Passage provided =>
Onward march

When OpenAI released ChatGPT, a generative AI large language model (LLM), it instantly gained popularity, reaching over a million users within five days. It demonstrated remarkable capabilities in language processing tasks, including summarisation, blog and article writing, question answering, information retrieval, reasoning and code generation.

ChatGPT has continued to evolve. In fact, it has become highly disruptive, transforming how people work, learn and interact with technology. The most impacted areas are content creation and media, education and learning.

The massive transformer-based deep learning framework had hundreds of billions of parameters in individual models, with training data consisting of trillions of tokens. These tokens, based on byte pair encoding (BPE) — roughly 0.75 tokens per word — were extracted from a vast corpus that included hundreds of billions of pages from websites, Wikipedia, code repositories, academic publications and other sources.

The framework’s continued dependence on Nvidia chips, along with increasing AI demand in the foreseeable future, contributed to soaring stock prices for the company.

Though a version of ChatGPT was available to the public, a pricing structure was in place for usage beyond a certain limit. The high pricing stems from the significant cost of developing the GPT or generative pretrained transformer model, which includes research and development as well as a model training environment consisting of high-speed interconnections among thousands of Nvidia GPU clusters and petabytes of storage. GPUs are used for high-speed processing of mathematical operations.

Material shown =>
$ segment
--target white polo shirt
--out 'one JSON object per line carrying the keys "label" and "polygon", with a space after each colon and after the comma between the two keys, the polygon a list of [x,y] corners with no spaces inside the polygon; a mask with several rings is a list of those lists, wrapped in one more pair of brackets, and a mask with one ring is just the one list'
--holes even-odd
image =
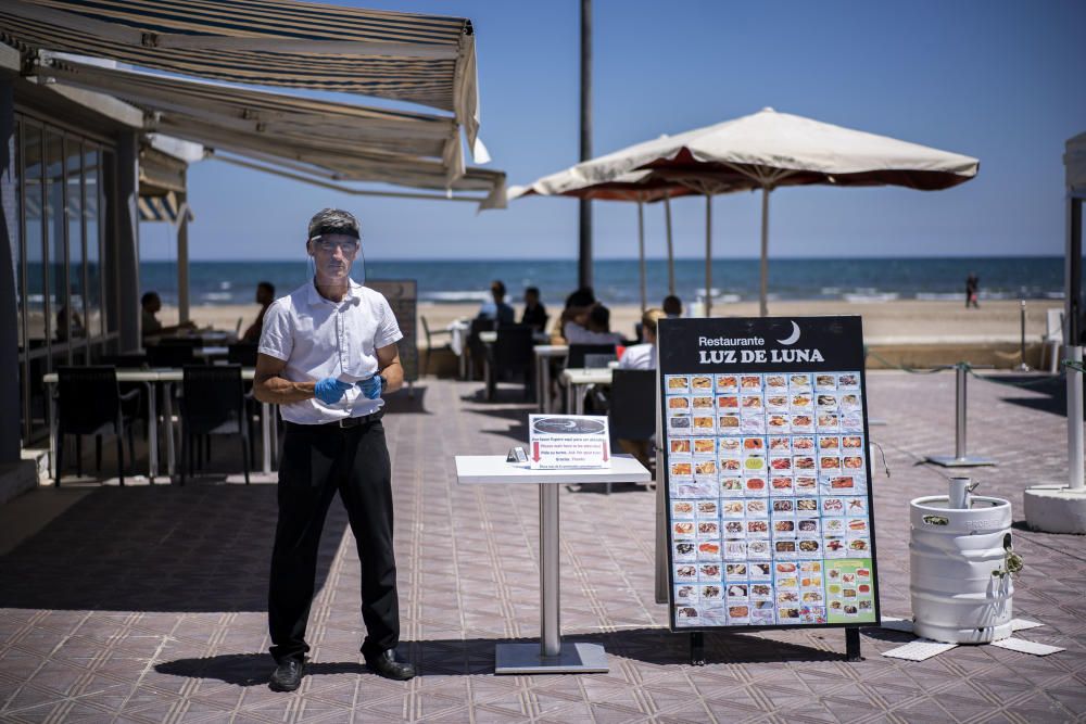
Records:
{"label": "white polo shirt", "polygon": [[[377,350],[403,339],[392,307],[380,292],[351,281],[342,302],[320,296],[313,282],[272,303],[264,315],[257,351],[287,363],[282,377],[316,382],[326,377],[368,377],[377,372]],[[279,407],[282,419],[321,424],[376,412],[381,398],[367,399],[357,385],[334,405],[303,399]]]}

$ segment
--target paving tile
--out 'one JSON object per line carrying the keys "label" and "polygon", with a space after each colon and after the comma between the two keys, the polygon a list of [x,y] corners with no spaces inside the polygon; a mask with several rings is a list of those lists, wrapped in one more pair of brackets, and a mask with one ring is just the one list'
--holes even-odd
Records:
{"label": "paving tile", "polygon": [[[266,590],[274,485],[205,478],[186,487],[94,490],[0,557],[3,722],[1015,722],[1086,717],[1086,561],[1082,541],[1021,528],[1026,568],[1015,615],[1045,624],[1046,658],[959,647],[926,662],[879,656],[904,642],[866,630],[864,661],[842,660],[836,631],[709,634],[708,665],[654,602],[655,495],[640,487],[560,492],[563,625],[603,644],[604,675],[495,677],[494,645],[539,635],[535,491],[457,486],[456,454],[504,454],[530,406],[485,404],[478,383],[427,380],[429,415],[386,430],[394,470],[401,653],[421,676],[389,682],[361,664],[361,563],[339,500],[319,549],[301,690],[266,687]],[[893,478],[874,481],[885,612],[909,611],[908,501],[945,491],[915,465],[952,447],[950,376],[869,376],[872,428]],[[513,399],[508,397],[508,399]],[[932,403],[931,401],[936,401]],[[1045,394],[970,384],[970,443],[1000,459],[1031,454],[1031,480],[1065,475],[1062,417]],[[1023,431],[1028,434],[1023,435]],[[217,446],[217,455],[227,455]],[[222,460],[227,469],[230,460]],[[881,458],[876,458],[881,462]],[[213,468],[216,462],[213,461]],[[217,469],[217,468],[215,468]],[[877,466],[876,466],[877,469]],[[977,470],[981,492],[1021,518],[1021,470]],[[2,523],[3,508],[0,508]],[[180,533],[184,531],[184,535]],[[873,637],[877,636],[877,637]]]}

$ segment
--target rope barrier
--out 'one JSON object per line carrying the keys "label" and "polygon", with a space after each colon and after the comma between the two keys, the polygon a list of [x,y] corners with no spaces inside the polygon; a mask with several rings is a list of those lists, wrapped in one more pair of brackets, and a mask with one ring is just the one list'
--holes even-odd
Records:
{"label": "rope barrier", "polygon": [[905,372],[909,372],[910,374],[934,374],[936,372],[943,372],[945,370],[954,369],[955,368],[954,365],[940,365],[939,367],[933,367],[932,369],[917,369],[914,367],[904,367],[901,365],[897,365],[895,363],[892,363],[891,360],[888,360],[885,357],[883,357],[882,355],[880,355],[877,352],[872,352],[868,347],[864,347],[863,352],[868,356],[874,357],[875,359],[877,359],[879,361],[881,361],[883,365],[886,365],[887,367],[892,367],[894,369],[899,369],[899,370],[902,370]]}

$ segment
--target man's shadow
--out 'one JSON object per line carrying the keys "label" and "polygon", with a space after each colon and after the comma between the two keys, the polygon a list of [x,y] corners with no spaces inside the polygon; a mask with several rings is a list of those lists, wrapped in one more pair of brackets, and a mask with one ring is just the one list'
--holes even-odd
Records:
{"label": "man's shadow", "polygon": [[[659,665],[690,663],[690,639],[666,628],[633,628],[599,634],[574,634],[579,643],[601,644],[611,657]],[[467,638],[401,643],[397,652],[418,669],[420,676],[471,676],[494,673],[497,644],[533,644],[534,639]],[[844,636],[842,635],[842,649]],[[761,638],[746,634],[707,634],[706,661],[725,663],[795,663],[842,661],[843,653]],[[359,655],[361,657],[361,655]],[[268,653],[225,653],[206,658],[177,659],[155,664],[161,674],[207,678],[235,686],[267,684],[274,662]],[[306,675],[368,674],[361,661],[311,662]],[[374,674],[376,675],[376,674]]]}

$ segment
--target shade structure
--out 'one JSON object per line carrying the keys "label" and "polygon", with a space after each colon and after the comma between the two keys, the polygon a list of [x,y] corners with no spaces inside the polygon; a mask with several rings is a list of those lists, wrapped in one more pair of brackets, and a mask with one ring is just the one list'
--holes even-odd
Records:
{"label": "shade structure", "polygon": [[[578,188],[611,183],[631,172],[652,172],[658,182],[674,181],[707,196],[761,189],[760,309],[765,316],[769,193],[773,189],[831,185],[934,191],[970,180],[978,167],[980,162],[970,156],[763,109],[585,161],[532,188],[567,195]],[[707,283],[707,302],[709,290]]]}
{"label": "shade structure", "polygon": [[662,178],[653,172],[630,172],[603,183],[584,185],[578,177],[577,166],[545,176],[529,186],[509,187],[507,198],[521,199],[531,195],[560,195],[597,201],[626,201],[637,204],[637,257],[641,275],[641,310],[647,306],[645,292],[645,216],[644,204],[662,201],[665,204],[665,226],[668,243],[668,293],[675,292],[674,245],[671,238],[671,199],[694,193],[694,190],[678,181]]}
{"label": "shade structure", "polygon": [[5,0],[0,39],[230,82],[419,103],[452,112],[472,151],[484,153],[466,18],[296,0]]}
{"label": "shade structure", "polygon": [[289,166],[337,181],[376,181],[438,190],[481,190],[504,200],[501,172],[469,169],[456,122],[350,103],[150,74],[47,54],[39,80],[119,98],[144,112],[148,130]]}

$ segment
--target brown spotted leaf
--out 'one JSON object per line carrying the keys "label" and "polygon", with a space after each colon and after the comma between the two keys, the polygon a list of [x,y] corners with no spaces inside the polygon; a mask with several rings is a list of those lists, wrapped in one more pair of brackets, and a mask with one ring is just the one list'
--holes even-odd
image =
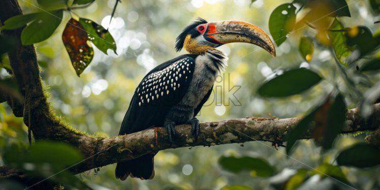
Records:
{"label": "brown spotted leaf", "polygon": [[78,21],[72,18],[66,24],[62,40],[79,77],[93,57],[93,49],[90,46],[87,32]]}

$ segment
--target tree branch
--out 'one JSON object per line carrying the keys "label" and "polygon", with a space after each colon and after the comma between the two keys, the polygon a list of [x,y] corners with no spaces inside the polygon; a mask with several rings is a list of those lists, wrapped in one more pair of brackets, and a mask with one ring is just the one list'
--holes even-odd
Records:
{"label": "tree branch", "polygon": [[[2,23],[12,16],[22,14],[15,0],[3,0],[1,4],[0,22]],[[13,76],[20,87],[20,92],[24,99],[28,97],[26,101],[24,100],[25,105],[30,105],[27,109],[23,108],[24,122],[31,129],[36,139],[64,141],[77,148],[83,154],[86,159],[70,168],[74,173],[168,148],[253,140],[273,142],[276,137],[285,141],[289,130],[301,119],[248,117],[202,123],[197,140],[193,138],[191,126],[182,125],[176,127],[178,135],[172,144],[168,142],[166,130],[161,128],[112,138],[86,135],[66,124],[51,111],[42,87],[34,46],[21,45],[19,41],[21,30],[5,30],[4,34],[16,37],[19,40],[18,45],[14,51],[8,53],[8,56]],[[380,125],[380,104],[374,105],[374,110],[373,116],[367,119],[360,117],[357,109],[349,111],[343,133],[377,128]],[[311,133],[308,131],[303,138],[311,138]]]}

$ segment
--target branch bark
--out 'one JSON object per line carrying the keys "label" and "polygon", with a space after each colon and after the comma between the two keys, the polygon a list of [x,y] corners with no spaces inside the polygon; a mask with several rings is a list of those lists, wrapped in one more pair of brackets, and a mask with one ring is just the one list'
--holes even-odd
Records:
{"label": "branch bark", "polygon": [[[11,17],[22,14],[15,0],[3,0],[1,4],[2,23]],[[64,141],[76,147],[86,159],[70,168],[76,174],[169,148],[254,140],[273,142],[276,137],[286,141],[289,130],[301,119],[253,117],[202,123],[200,136],[196,140],[190,132],[191,126],[181,125],[176,126],[178,135],[172,144],[168,142],[166,130],[161,128],[112,138],[86,135],[66,124],[51,111],[43,88],[34,46],[21,45],[19,41],[21,29],[5,30],[4,33],[7,36],[16,37],[18,39],[18,45],[14,50],[8,53],[8,56],[13,77],[21,87],[20,92],[25,99],[24,105],[30,105],[22,107],[24,123],[31,129],[36,139]],[[27,108],[25,109],[25,107]],[[374,105],[374,110],[373,115],[367,119],[360,116],[357,109],[349,110],[342,132],[373,130],[378,128],[380,125],[380,104]],[[308,131],[303,138],[311,138],[311,133]],[[19,171],[15,172],[17,174]],[[5,171],[0,175],[2,173],[10,175]]]}

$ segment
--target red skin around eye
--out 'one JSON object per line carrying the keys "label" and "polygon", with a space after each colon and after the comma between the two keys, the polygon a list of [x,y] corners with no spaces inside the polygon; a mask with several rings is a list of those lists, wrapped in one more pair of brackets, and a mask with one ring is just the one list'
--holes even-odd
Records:
{"label": "red skin around eye", "polygon": [[[202,28],[202,27],[201,26],[203,26],[203,28],[202,28],[203,29],[202,30],[201,30],[201,28]],[[207,24],[201,24],[199,25],[198,27],[197,27],[197,30],[198,30],[198,31],[199,31],[199,33],[201,33],[201,35],[203,35],[203,34],[204,34],[205,31],[206,31],[206,28],[207,28]]]}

What you should do => Please extend the article on ChatGPT's rise, starting right after its final sentence.

Result of this exercise =>
Despite an LLM’s ability to successfully and efficiently solve complex business problems, several major concerns within the business community have hindered full-scale adoption. The first is privacy, as data submitted as prompts is sent to OpenAI’s servers, raising concerns about data security and compliance with regulations. While OpenAI provides enterprise solutions with stricter data handling policies, some businesses remain cautious about using proprietary or sensitive data in AI interactions.

The second concern is pricing, which remains a barrier for some businesses. Certain applications require a high volume of calls to OpenAI via an application programming interface, leading to substantial costs that may be prohibitive for widespread enterprise adoption. For any technology to achieve long-term success, broad business adoption is essential.

Then came DeepSeek, an open-source LLM developed by a Chinese AI company founded in 2023 and backed by the CEO of a hedge fund. Nvidia stocks sank 17 per cent in one trading session, losing nearly $600 billion in market value. DeepSeek is disruptive primarily due to its pricing structure, which is less than one-tenth of ChatGPT’s, mainly because of its lower training expenses leveraging lower labour costs and more affordable hardware. Deep-Seek models R1 and V3 are at par with OpenAI and Meta’s most advanced models and can run standalone on local machines. Additionally, DeepSeek released an open-source version of its software, following a similar approach to Meta’s release of its LLaMA, which is a collection of LLMs.

Here are some features of DeepSeek that make it more efficient than ChatGPT.

Mixture of experts (MoE) architecture: DeepSeek utilises the mixture of experts paradigm unlike ChatGPT’s dense model. This approach optimises memory and computing resources. Instead of relying on a single massive feed-forward neural network, MoE distributes tasks across multiple specialised “expert” networks, each handling different input aspects. However, since all experts must be loaded into memory — even if only some are used — this can pose challenges in resource-constrained environments.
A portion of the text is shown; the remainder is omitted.